Task description: Can you retype every one of the records below exactly, line for line, without changing anything?
# # # # # # #
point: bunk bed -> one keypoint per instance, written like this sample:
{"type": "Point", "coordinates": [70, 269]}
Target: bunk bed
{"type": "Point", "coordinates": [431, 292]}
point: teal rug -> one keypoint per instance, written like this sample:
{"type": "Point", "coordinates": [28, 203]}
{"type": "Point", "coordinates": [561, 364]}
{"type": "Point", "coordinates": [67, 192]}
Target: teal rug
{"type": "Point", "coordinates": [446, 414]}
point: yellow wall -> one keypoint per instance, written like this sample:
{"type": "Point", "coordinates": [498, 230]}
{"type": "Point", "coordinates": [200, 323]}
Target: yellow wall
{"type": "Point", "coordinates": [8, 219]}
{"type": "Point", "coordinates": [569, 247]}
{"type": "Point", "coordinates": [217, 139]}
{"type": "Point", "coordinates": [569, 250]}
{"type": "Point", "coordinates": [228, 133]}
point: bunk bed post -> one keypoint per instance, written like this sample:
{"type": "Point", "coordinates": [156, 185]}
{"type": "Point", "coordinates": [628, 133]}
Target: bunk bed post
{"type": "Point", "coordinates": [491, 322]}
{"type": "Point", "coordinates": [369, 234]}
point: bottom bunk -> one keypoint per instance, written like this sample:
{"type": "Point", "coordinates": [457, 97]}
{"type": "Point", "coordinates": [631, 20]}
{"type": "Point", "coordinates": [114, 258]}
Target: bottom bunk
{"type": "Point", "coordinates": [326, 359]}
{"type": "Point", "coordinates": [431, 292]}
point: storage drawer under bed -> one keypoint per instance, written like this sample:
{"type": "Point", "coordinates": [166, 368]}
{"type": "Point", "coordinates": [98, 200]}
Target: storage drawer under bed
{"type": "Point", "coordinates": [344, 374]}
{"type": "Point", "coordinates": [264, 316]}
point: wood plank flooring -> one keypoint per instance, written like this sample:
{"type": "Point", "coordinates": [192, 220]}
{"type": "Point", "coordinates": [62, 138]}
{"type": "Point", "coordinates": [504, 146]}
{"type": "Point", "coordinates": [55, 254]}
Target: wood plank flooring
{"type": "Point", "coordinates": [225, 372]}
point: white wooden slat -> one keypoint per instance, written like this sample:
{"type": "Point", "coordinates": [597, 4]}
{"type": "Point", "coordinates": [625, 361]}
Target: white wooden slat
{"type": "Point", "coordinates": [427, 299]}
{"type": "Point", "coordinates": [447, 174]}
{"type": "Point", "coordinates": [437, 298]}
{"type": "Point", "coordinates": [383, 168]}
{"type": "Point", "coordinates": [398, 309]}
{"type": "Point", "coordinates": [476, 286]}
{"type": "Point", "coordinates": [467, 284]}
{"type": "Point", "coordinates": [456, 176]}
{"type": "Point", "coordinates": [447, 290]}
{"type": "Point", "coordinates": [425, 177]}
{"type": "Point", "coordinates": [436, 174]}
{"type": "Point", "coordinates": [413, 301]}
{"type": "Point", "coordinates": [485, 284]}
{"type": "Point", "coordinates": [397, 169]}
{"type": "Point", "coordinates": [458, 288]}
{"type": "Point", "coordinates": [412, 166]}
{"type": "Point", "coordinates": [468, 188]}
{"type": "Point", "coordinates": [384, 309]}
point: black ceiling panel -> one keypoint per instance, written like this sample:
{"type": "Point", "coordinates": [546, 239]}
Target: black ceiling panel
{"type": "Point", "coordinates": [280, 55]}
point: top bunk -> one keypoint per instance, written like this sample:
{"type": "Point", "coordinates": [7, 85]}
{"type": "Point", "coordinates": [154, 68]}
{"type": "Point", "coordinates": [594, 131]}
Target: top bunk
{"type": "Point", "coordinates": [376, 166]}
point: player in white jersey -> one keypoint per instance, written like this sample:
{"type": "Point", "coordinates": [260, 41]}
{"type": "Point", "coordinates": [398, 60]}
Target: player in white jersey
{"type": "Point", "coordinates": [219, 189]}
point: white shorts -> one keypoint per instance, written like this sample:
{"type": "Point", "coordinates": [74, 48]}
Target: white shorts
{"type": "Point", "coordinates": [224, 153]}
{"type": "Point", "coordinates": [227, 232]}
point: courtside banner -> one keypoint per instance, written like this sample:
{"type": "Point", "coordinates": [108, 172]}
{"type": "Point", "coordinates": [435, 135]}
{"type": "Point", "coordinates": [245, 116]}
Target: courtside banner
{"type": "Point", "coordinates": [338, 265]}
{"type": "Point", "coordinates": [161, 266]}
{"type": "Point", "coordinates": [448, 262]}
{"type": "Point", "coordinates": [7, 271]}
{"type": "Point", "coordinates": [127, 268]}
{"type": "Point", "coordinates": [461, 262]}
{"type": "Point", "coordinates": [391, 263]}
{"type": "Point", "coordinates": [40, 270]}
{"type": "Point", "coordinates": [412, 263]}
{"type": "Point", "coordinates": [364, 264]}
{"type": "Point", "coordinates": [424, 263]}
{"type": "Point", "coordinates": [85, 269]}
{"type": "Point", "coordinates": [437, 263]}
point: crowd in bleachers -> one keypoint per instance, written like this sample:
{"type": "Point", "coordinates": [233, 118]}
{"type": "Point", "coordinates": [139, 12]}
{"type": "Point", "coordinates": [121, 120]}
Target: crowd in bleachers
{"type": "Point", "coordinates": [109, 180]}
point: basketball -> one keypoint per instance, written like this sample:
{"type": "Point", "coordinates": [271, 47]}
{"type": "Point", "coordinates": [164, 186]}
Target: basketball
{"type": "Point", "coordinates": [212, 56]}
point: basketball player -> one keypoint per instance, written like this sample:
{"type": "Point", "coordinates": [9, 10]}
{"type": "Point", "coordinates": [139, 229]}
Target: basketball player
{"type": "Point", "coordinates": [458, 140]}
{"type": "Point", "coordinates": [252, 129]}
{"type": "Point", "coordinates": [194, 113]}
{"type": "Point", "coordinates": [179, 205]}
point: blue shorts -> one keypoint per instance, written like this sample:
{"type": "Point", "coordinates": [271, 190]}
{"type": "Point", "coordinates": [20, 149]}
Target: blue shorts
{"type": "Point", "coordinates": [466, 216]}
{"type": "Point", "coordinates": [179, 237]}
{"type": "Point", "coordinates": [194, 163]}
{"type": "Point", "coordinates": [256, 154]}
# # # # # # #
Exercise answer:
point: bunk bed -> one keypoint per instance, written like this sample:
{"type": "Point", "coordinates": [70, 269]}
Target: bunk bed
{"type": "Point", "coordinates": [431, 292]}
point: teal rug -> one keypoint per instance, written like this sample:
{"type": "Point", "coordinates": [28, 203]}
{"type": "Point", "coordinates": [561, 364]}
{"type": "Point", "coordinates": [67, 192]}
Target: teal rug
{"type": "Point", "coordinates": [446, 414]}
point: yellow wall -> one keypoint per instance, written like this sample:
{"type": "Point", "coordinates": [498, 230]}
{"type": "Point", "coordinates": [200, 323]}
Target: yellow wall
{"type": "Point", "coordinates": [8, 219]}
{"type": "Point", "coordinates": [569, 247]}
{"type": "Point", "coordinates": [217, 139]}
{"type": "Point", "coordinates": [569, 250]}
{"type": "Point", "coordinates": [228, 133]}
point: bunk bed post -> one keypoint per instance, written like this sample:
{"type": "Point", "coordinates": [156, 185]}
{"type": "Point", "coordinates": [628, 133]}
Target: bunk bed post
{"type": "Point", "coordinates": [491, 322]}
{"type": "Point", "coordinates": [369, 234]}
point: bottom bunk -> one keypoint per instance, written like this sample:
{"type": "Point", "coordinates": [457, 97]}
{"type": "Point", "coordinates": [631, 20]}
{"type": "Point", "coordinates": [114, 258]}
Target: bottom bunk
{"type": "Point", "coordinates": [326, 359]}
{"type": "Point", "coordinates": [431, 292]}
point: storage drawer under bed -> one keypoint per instance, written like this sample:
{"type": "Point", "coordinates": [166, 368]}
{"type": "Point", "coordinates": [98, 200]}
Target: storage drawer under bed
{"type": "Point", "coordinates": [344, 374]}
{"type": "Point", "coordinates": [264, 316]}
point: wood plank flooring -> one keypoint per instance, written like this sample:
{"type": "Point", "coordinates": [192, 220]}
{"type": "Point", "coordinates": [62, 138]}
{"type": "Point", "coordinates": [504, 146]}
{"type": "Point", "coordinates": [55, 254]}
Target: wood plank flooring
{"type": "Point", "coordinates": [225, 372]}
point: white wooden slat -> one keypoint per instance, written like this sample:
{"type": "Point", "coordinates": [597, 4]}
{"type": "Point", "coordinates": [625, 361]}
Target: white wooden slat
{"type": "Point", "coordinates": [427, 299]}
{"type": "Point", "coordinates": [447, 174]}
{"type": "Point", "coordinates": [437, 298]}
{"type": "Point", "coordinates": [383, 168]}
{"type": "Point", "coordinates": [398, 309]}
{"type": "Point", "coordinates": [476, 286]}
{"type": "Point", "coordinates": [467, 284]}
{"type": "Point", "coordinates": [456, 176]}
{"type": "Point", "coordinates": [447, 290]}
{"type": "Point", "coordinates": [425, 177]}
{"type": "Point", "coordinates": [436, 174]}
{"type": "Point", "coordinates": [413, 301]}
{"type": "Point", "coordinates": [485, 284]}
{"type": "Point", "coordinates": [397, 169]}
{"type": "Point", "coordinates": [458, 288]}
{"type": "Point", "coordinates": [412, 166]}
{"type": "Point", "coordinates": [468, 188]}
{"type": "Point", "coordinates": [384, 309]}
point: black ceiling panel -> one keypoint per instance, written like this sample:
{"type": "Point", "coordinates": [546, 239]}
Target: black ceiling panel
{"type": "Point", "coordinates": [280, 55]}
point: top bunk -> one keypoint per instance, written like this sample:
{"type": "Point", "coordinates": [7, 85]}
{"type": "Point", "coordinates": [154, 68]}
{"type": "Point", "coordinates": [594, 131]}
Target: top bunk
{"type": "Point", "coordinates": [376, 166]}
point: player in white jersey -> one keypoint per instance, written like this sample:
{"type": "Point", "coordinates": [260, 41]}
{"type": "Point", "coordinates": [398, 60]}
Target: player in white jersey
{"type": "Point", "coordinates": [219, 189]}
point: white shorts -> one keypoint per instance, written like this sample:
{"type": "Point", "coordinates": [74, 48]}
Target: white shorts
{"type": "Point", "coordinates": [224, 153]}
{"type": "Point", "coordinates": [227, 232]}
point: courtside banner -> one keypoint per instance, written like this sample:
{"type": "Point", "coordinates": [108, 172]}
{"type": "Point", "coordinates": [435, 135]}
{"type": "Point", "coordinates": [245, 116]}
Target: courtside banner
{"type": "Point", "coordinates": [338, 265]}
{"type": "Point", "coordinates": [161, 266]}
{"type": "Point", "coordinates": [448, 262]}
{"type": "Point", "coordinates": [7, 271]}
{"type": "Point", "coordinates": [127, 268]}
{"type": "Point", "coordinates": [461, 262]}
{"type": "Point", "coordinates": [391, 263]}
{"type": "Point", "coordinates": [40, 270]}
{"type": "Point", "coordinates": [412, 263]}
{"type": "Point", "coordinates": [364, 264]}
{"type": "Point", "coordinates": [424, 263]}
{"type": "Point", "coordinates": [85, 269]}
{"type": "Point", "coordinates": [437, 263]}
point: crowd in bleachers -> one keypoint per instance, written like this sample:
{"type": "Point", "coordinates": [233, 118]}
{"type": "Point", "coordinates": [139, 12]}
{"type": "Point", "coordinates": [121, 120]}
Target: crowd in bleachers
{"type": "Point", "coordinates": [109, 180]}
point: basketball -> one keypoint per instance, written like this sample:
{"type": "Point", "coordinates": [271, 47]}
{"type": "Point", "coordinates": [164, 186]}
Target: basketball
{"type": "Point", "coordinates": [212, 56]}
point: basketball player -> one keypoint per instance, written like this sample:
{"type": "Point", "coordinates": [9, 10]}
{"type": "Point", "coordinates": [139, 229]}
Target: basketball player
{"type": "Point", "coordinates": [458, 140]}
{"type": "Point", "coordinates": [252, 129]}
{"type": "Point", "coordinates": [194, 113]}
{"type": "Point", "coordinates": [179, 205]}
point: blue shorts -> one keypoint per instance, written like this sample:
{"type": "Point", "coordinates": [271, 190]}
{"type": "Point", "coordinates": [20, 149]}
Target: blue shorts
{"type": "Point", "coordinates": [466, 216]}
{"type": "Point", "coordinates": [179, 237]}
{"type": "Point", "coordinates": [194, 163]}
{"type": "Point", "coordinates": [256, 154]}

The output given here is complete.